Prompt. Could you retype every entry below exactly as written?
### Data supplied
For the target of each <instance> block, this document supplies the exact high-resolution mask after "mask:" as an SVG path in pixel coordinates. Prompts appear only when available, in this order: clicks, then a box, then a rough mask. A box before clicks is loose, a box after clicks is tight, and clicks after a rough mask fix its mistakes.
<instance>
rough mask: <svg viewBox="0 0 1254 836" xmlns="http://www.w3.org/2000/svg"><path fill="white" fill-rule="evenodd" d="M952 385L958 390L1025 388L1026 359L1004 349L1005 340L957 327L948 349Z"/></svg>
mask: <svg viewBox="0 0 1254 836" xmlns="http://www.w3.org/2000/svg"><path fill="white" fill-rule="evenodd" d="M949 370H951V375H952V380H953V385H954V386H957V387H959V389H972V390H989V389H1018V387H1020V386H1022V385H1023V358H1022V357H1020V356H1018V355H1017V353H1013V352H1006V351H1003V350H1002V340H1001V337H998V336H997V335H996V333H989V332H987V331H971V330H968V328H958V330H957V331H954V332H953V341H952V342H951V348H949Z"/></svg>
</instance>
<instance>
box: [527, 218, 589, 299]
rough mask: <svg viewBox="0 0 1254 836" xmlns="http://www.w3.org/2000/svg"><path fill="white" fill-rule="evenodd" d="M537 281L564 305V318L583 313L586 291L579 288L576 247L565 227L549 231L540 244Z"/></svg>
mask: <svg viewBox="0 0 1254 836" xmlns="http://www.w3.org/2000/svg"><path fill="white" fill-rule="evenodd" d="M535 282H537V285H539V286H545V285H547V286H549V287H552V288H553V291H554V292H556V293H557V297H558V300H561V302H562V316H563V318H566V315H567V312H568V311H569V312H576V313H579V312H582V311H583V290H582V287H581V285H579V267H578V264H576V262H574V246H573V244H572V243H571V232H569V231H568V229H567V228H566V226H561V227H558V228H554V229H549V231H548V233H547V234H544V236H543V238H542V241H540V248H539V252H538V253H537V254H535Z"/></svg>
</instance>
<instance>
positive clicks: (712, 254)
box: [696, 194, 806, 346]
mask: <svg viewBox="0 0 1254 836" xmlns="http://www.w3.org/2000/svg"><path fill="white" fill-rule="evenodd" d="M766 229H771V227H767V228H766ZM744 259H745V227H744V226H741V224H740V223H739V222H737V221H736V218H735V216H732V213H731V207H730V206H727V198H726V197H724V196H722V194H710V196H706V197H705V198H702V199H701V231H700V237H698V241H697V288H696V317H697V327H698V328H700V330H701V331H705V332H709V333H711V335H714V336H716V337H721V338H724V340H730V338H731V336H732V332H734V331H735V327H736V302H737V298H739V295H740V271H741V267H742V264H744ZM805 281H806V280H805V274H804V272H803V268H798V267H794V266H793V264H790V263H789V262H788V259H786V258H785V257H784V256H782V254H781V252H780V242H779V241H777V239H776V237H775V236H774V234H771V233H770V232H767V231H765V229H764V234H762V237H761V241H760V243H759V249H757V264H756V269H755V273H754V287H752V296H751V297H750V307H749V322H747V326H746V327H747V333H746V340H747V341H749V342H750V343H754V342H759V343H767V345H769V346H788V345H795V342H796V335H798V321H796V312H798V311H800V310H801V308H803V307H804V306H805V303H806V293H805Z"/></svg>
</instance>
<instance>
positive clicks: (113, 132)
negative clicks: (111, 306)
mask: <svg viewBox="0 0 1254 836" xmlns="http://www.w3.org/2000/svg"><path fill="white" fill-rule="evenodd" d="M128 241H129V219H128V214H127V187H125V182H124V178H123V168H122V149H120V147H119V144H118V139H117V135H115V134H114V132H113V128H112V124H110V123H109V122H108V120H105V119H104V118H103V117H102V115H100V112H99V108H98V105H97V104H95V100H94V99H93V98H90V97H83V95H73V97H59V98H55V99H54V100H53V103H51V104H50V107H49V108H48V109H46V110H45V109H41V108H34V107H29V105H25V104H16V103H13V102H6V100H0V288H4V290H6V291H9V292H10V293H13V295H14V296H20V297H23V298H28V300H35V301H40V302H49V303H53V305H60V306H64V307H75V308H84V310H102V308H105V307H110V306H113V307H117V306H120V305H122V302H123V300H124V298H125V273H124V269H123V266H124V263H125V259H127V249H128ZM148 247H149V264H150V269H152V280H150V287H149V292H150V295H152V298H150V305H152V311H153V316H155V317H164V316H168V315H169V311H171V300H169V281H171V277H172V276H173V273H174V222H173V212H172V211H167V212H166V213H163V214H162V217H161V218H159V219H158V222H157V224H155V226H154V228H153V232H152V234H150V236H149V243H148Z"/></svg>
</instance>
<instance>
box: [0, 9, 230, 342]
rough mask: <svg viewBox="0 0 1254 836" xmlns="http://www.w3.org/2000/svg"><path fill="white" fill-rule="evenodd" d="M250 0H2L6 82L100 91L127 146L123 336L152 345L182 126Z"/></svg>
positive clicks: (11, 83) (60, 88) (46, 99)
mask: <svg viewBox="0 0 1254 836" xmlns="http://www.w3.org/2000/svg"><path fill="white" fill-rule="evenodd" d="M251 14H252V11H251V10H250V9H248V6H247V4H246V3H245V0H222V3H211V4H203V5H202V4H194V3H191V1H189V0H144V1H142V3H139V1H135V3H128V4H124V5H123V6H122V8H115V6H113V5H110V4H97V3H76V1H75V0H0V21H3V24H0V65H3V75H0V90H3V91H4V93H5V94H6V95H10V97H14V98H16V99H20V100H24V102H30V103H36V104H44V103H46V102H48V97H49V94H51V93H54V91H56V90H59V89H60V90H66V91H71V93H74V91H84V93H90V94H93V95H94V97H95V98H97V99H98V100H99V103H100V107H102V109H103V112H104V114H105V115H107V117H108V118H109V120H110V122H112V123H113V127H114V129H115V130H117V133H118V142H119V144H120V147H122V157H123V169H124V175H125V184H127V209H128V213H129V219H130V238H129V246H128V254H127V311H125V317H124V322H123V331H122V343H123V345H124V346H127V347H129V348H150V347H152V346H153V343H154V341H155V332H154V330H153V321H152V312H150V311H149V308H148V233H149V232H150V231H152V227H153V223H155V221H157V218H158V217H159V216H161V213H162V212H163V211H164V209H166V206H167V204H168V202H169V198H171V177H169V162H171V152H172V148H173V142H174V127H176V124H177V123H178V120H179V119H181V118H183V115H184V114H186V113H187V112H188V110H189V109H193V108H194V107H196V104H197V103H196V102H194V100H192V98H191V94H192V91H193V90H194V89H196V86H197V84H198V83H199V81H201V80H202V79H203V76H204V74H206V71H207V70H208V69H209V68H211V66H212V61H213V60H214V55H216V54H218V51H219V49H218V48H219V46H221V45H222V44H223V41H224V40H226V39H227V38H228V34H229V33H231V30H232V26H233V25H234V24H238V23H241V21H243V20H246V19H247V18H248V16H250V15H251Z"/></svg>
######
Written reply.
For the target of each <instance> block, this document supplies the exact high-resolution mask after "mask:" as an SVG path in pixel coordinates. Prompts appear only when available, in this order: clicks, then a box, then a rough mask. A box before clicks is loose, a box after clicks is tight, and clicks after a rough mask fix its mistakes.
<instance>
rough mask: <svg viewBox="0 0 1254 836" xmlns="http://www.w3.org/2000/svg"><path fill="white" fill-rule="evenodd" d="M952 385L958 390L1025 388L1026 359L1004 349L1005 340L957 327L948 349Z"/></svg>
mask: <svg viewBox="0 0 1254 836" xmlns="http://www.w3.org/2000/svg"><path fill="white" fill-rule="evenodd" d="M949 370H951V375H952V380H953V385H954V386H957V387H959V389H972V390H989V389H1018V387H1020V386H1022V385H1023V358H1022V357H1020V356H1018V355H1017V353H1013V352H1006V351H1003V350H1002V340H1001V337H998V336H997V335H996V333H989V332H987V331H971V330H968V328H958V330H957V331H954V332H953V341H952V342H951V348H949Z"/></svg>
</instance>
<instance>
box: [527, 218, 589, 299]
rough mask: <svg viewBox="0 0 1254 836" xmlns="http://www.w3.org/2000/svg"><path fill="white" fill-rule="evenodd" d="M537 281L564 305V318L583 313L586 291L579 288L576 247L565 227L549 231L540 244Z"/></svg>
mask: <svg viewBox="0 0 1254 836" xmlns="http://www.w3.org/2000/svg"><path fill="white" fill-rule="evenodd" d="M535 282H537V285H539V286H545V285H547V286H549V287H552V288H553V291H554V292H556V293H557V297H558V300H561V302H562V316H563V318H566V315H567V312H568V311H569V312H576V313H579V312H582V311H583V290H582V287H581V285H579V267H578V264H576V262H574V246H573V244H572V243H571V232H569V231H568V229H567V228H566V226H561V227H558V228H554V229H549V231H548V233H547V234H544V236H543V238H542V241H540V248H539V252H538V253H537V254H535Z"/></svg>
</instance>
<instance>
positive clicks: (712, 254)
box: [696, 194, 806, 346]
mask: <svg viewBox="0 0 1254 836" xmlns="http://www.w3.org/2000/svg"><path fill="white" fill-rule="evenodd" d="M766 229H771V227H767V228H766ZM744 259H745V227H744V226H741V224H740V223H739V222H737V221H736V218H735V216H732V213H731V207H730V206H727V198H726V197H724V196H722V194H710V196H706V197H705V198H702V199H701V231H700V237H698V241H697V288H696V317H697V327H698V328H700V330H701V331H705V332H709V333H711V335H714V336H716V337H721V338H724V340H730V338H731V336H732V332H734V331H735V327H736V302H737V298H739V295H740V271H741V267H742V264H744ZM805 281H806V280H805V274H804V272H803V268H798V267H794V266H793V264H790V263H789V262H788V259H786V258H785V257H784V256H782V254H781V252H780V242H779V241H777V239H776V237H775V236H774V234H771V233H770V232H767V231H765V229H764V234H762V237H761V241H760V243H759V249H757V264H756V269H755V273H754V287H752V296H751V297H750V307H749V322H747V326H746V327H747V333H746V340H747V341H749V342H750V343H754V342H759V343H767V345H769V346H788V345H795V342H796V335H798V321H796V312H798V311H800V310H801V308H803V307H804V306H805V303H806V293H805Z"/></svg>
</instance>
<instance>
positive clicks: (113, 132)
negative clicks: (111, 306)
mask: <svg viewBox="0 0 1254 836" xmlns="http://www.w3.org/2000/svg"><path fill="white" fill-rule="evenodd" d="M128 241H129V219H128V214H127V187H125V182H124V178H123V168H122V149H120V147H119V144H118V139H117V135H115V134H114V132H113V128H112V124H110V123H109V122H108V120H105V119H104V118H103V117H102V115H100V112H99V108H98V105H97V104H95V100H94V99H93V98H90V97H83V95H73V97H59V98H55V99H54V100H53V103H51V104H50V107H49V108H48V109H46V110H45V109H41V108H34V107H29V105H25V104H16V103H13V102H6V100H0V288H4V290H6V291H9V292H10V293H13V295H14V296H20V297H23V298H28V300H35V301H40V302H49V303H53V305H60V306H64V307H75V308H84V310H102V308H105V307H110V306H113V307H117V306H120V305H122V302H123V300H124V298H125V273H124V269H123V266H124V263H125V259H127V249H128ZM148 247H149V264H150V269H152V280H150V287H149V292H150V295H152V298H150V305H152V311H153V316H155V317H164V316H168V315H169V311H171V300H169V281H171V277H172V276H173V273H174V222H173V212H172V211H167V212H166V213H163V214H162V217H161V218H159V219H158V222H157V224H155V226H154V228H153V232H152V234H150V236H149V243H148Z"/></svg>
</instance>
<instance>
box: [0, 9, 230, 342]
rough mask: <svg viewBox="0 0 1254 836" xmlns="http://www.w3.org/2000/svg"><path fill="white" fill-rule="evenodd" d="M250 0H2L6 82L100 91L127 146L123 336L152 345L182 126Z"/></svg>
positive clicks: (11, 83) (60, 88) (46, 99)
mask: <svg viewBox="0 0 1254 836" xmlns="http://www.w3.org/2000/svg"><path fill="white" fill-rule="evenodd" d="M251 14H252V11H251V10H250V9H248V6H247V4H246V3H245V0H222V3H211V4H203V5H202V4H194V3H191V1H189V0H144V1H142V3H139V1H135V3H128V4H124V5H123V6H122V8H115V6H113V5H110V4H97V3H76V1H75V0H0V21H3V24H0V65H3V75H0V90H3V91H4V93H5V94H6V95H10V97H14V98H16V99H20V100H24V102H30V103H36V104H44V103H46V102H48V97H49V94H51V93H54V91H56V90H59V89H60V90H66V91H71V93H74V91H84V93H90V94H93V95H94V97H95V98H97V99H98V100H99V103H100V107H102V109H103V112H104V114H105V115H107V117H108V118H109V120H110V122H112V123H113V127H114V129H115V130H117V133H118V142H119V144H120V147H122V157H123V169H124V175H125V184H127V209H128V213H129V219H130V238H129V246H128V254H127V311H125V317H124V322H123V331H122V343H123V345H124V346H127V347H129V348H150V347H152V346H153V343H154V341H155V332H154V330H153V321H152V312H150V311H149V308H148V233H149V232H150V231H152V227H153V223H155V221H157V218H158V217H159V216H161V213H162V212H163V211H164V209H166V206H167V204H168V202H169V198H171V177H169V162H171V152H172V148H173V142H174V127H176V124H177V123H178V120H179V119H181V118H183V115H184V114H186V113H187V112H188V110H189V109H193V108H194V107H196V104H197V103H196V102H194V100H192V98H191V94H192V91H193V90H194V89H196V86H197V84H198V83H199V81H201V80H202V79H203V76H204V74H206V71H207V70H208V69H209V68H211V66H212V61H213V60H214V55H216V54H218V51H219V49H218V48H219V46H221V45H222V44H223V41H224V40H226V39H227V38H228V34H229V33H231V30H232V26H233V25H234V24H238V23H241V21H243V20H246V19H247V18H248V16H250V15H251Z"/></svg>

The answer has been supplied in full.